## PROBLEM TO SOLVE
Locate every line in the rows below that contains the word "front" and copy each such line in full. Treat the match as case-sensitive.

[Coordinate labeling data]
────────────────────
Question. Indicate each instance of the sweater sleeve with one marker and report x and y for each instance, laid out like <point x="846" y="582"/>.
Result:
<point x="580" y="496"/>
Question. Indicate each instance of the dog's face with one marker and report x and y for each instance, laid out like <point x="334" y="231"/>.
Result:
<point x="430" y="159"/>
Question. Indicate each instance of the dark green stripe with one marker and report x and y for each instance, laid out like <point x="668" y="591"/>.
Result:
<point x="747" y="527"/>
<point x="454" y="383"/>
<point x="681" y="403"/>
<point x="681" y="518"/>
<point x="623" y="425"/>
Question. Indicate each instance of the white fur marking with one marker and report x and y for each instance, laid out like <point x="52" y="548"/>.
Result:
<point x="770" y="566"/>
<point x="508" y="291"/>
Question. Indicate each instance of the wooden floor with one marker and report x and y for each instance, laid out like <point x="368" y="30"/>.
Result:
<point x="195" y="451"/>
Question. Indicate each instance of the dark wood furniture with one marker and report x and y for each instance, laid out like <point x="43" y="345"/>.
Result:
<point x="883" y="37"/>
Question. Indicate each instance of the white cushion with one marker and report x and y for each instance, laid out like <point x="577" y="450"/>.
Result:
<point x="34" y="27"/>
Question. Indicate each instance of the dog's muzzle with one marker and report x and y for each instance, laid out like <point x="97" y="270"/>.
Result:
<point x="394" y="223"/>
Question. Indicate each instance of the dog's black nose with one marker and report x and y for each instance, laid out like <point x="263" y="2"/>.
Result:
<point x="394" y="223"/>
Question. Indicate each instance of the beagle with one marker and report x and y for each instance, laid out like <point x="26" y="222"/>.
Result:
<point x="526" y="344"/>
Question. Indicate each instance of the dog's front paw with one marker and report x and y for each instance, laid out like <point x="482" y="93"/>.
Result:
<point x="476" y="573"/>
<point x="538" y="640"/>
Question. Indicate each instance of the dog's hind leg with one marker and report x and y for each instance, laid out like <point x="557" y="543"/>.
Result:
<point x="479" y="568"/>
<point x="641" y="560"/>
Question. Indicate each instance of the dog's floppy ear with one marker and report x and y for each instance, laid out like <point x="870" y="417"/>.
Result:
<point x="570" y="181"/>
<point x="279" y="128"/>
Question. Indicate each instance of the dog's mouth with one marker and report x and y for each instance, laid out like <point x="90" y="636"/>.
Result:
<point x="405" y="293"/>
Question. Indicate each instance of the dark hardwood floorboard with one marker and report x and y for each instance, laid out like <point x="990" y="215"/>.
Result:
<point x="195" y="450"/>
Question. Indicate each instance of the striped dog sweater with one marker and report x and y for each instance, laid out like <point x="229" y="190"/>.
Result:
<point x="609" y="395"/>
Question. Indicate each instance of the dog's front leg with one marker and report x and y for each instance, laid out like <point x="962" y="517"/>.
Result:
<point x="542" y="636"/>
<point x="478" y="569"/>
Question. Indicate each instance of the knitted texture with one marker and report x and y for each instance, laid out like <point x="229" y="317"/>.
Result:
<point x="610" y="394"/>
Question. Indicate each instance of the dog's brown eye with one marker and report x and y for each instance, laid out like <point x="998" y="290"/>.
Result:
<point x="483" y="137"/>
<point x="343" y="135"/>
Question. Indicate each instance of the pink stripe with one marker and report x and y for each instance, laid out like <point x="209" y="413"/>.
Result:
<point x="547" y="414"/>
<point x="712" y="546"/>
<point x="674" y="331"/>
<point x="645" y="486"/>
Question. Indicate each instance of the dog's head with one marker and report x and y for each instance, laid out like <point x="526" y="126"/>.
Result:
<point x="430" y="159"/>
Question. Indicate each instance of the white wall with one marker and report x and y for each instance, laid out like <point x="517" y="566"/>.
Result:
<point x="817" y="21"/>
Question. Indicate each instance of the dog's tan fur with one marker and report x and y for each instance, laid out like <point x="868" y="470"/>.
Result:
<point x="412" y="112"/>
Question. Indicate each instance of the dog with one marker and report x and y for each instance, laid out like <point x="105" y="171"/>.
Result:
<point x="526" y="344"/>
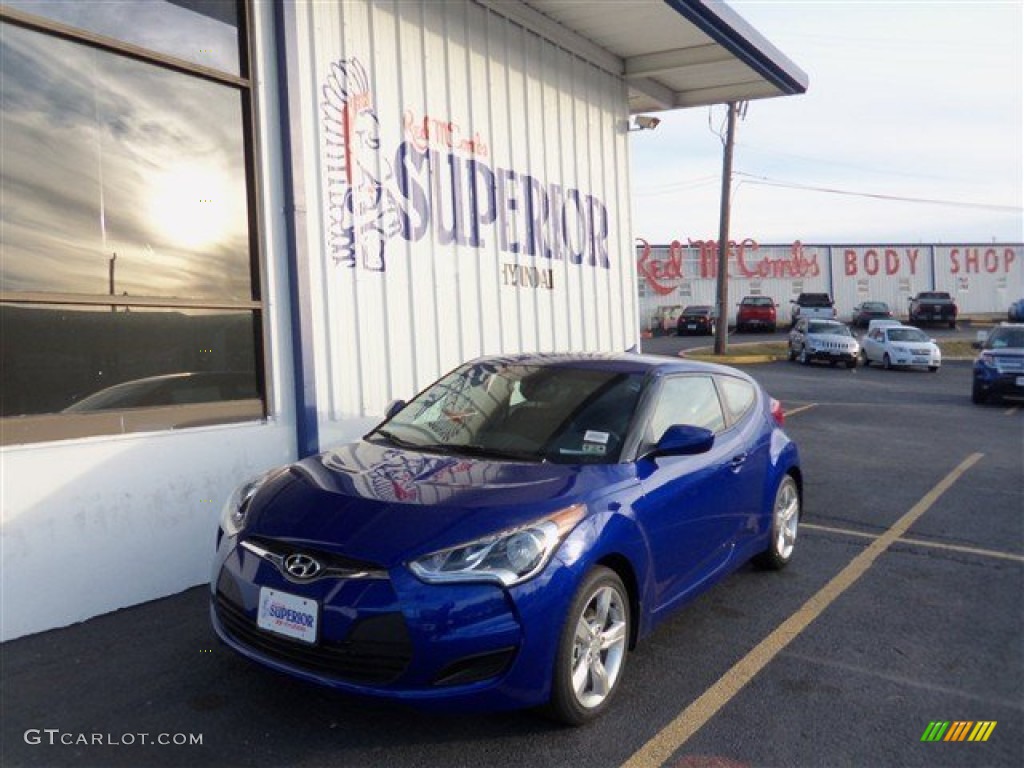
────────────────────
## EXERCISE RESPONSE
Question. Indicate each instance of the dog's front paw with one marker and report x and y for each instance, laid out like <point x="482" y="93"/>.
Question. Indicate each instance of the dog's front leg with one marker and report x and y for each instance, laid out like <point x="962" y="517"/>.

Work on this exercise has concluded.